__Set tasks__:
1 - In the passage on Python classes, what are class attributes said to be similar to?
2 - Continue the passage on Python classes from its final sentence.

__Passage to read__:
........
Classes
=======

Class Attributes
----------------

Classes are defined using the ``class`` keyword::

  class Person:
      pass

The simplest way to use a class is to add *class attributes* to it (similar to
static members from C++/Java). Attributes are accessed via the usual
``object.attribute`` syntax::

  Person.description = 'A living human'
  assert Person.description == 'A living human'

However, this way of creating class attributes is rarely used. You can also add
attributes to a class by placing assignments inside the ``class`` statement::

  class Person:
      count = 6930000000

  assert Person.count == 6930000000
  print Person.description  # no longer available

Note that the ``class`` statement created a new class object and assigned it to
the *Person* name. The previous class object assigned to *Person* had a
*description* attribute, but that class object was lost. This is similar to how
``def`` and normal assignments work.
........
(Records of position annotations)
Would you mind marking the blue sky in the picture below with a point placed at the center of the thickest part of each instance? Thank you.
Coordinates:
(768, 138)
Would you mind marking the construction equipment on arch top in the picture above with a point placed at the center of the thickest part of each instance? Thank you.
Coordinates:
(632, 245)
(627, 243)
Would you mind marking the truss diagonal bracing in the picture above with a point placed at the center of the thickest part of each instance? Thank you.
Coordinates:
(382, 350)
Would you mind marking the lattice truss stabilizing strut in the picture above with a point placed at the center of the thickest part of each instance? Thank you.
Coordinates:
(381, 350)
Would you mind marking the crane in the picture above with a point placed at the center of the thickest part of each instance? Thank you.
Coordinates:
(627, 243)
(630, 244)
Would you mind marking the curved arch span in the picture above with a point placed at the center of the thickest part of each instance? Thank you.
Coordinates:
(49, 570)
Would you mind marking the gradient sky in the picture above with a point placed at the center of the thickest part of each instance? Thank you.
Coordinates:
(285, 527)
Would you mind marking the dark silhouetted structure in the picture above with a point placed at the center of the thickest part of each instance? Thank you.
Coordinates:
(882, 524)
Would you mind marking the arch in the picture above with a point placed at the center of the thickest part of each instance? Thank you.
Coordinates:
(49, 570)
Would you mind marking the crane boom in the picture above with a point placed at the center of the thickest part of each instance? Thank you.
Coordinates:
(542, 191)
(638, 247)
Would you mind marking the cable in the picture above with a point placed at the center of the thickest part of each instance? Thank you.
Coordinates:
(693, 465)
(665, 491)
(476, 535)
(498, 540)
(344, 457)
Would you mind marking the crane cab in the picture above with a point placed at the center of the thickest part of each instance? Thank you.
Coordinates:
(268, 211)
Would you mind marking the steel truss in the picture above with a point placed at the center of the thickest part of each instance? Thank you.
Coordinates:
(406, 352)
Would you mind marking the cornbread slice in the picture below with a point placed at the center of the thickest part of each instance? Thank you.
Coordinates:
........
__In response__:
1 - Static members from C++/Java.

2 -
Classes are essentially namespaces backed by dictionaries::

  print Person.__dict__
  Person.__dict__['someattr'] = 'some value'
  assert Person.someattr == 'some value'
  del Person.someattr
  assert 'someattr' not in Person.__dict__

You can also use the builtin functions :func:`getattr`, :func:`setattr`,
:func:`hasattr` and :func:`delattr` to access attributes::

  setattr(Person, 'someattr', 'some value')
  assert hasattr(Person, 'someattr')
  assert getattr(Person, 'someattr') == 'some value'
  delattr(Person, 'someattr')
  assert not hasattr(Person, 'someattr')


Instances
---------

Classes are also *instance* factories. To create instances, you can treat
classes like functions::

  john = Person()

This the equivalent of the Java statement ``Person john = new Person();``.

Instances can also have attributes (similar to non-static members in C++/Java)::

  john.age = 34
  assert john.age == 34
  assert getattr(john, 'age') == 34
  assert john.__dict__['age'] == 34

Instances store their class in a special attribute::

  assert john.__class__ is Person

You can create multiple instances for the same class::

  alice = Person()
  assert alice is not john
  assert alice.__class__ is john.__class__
  assert not hasattr(alice, 'age')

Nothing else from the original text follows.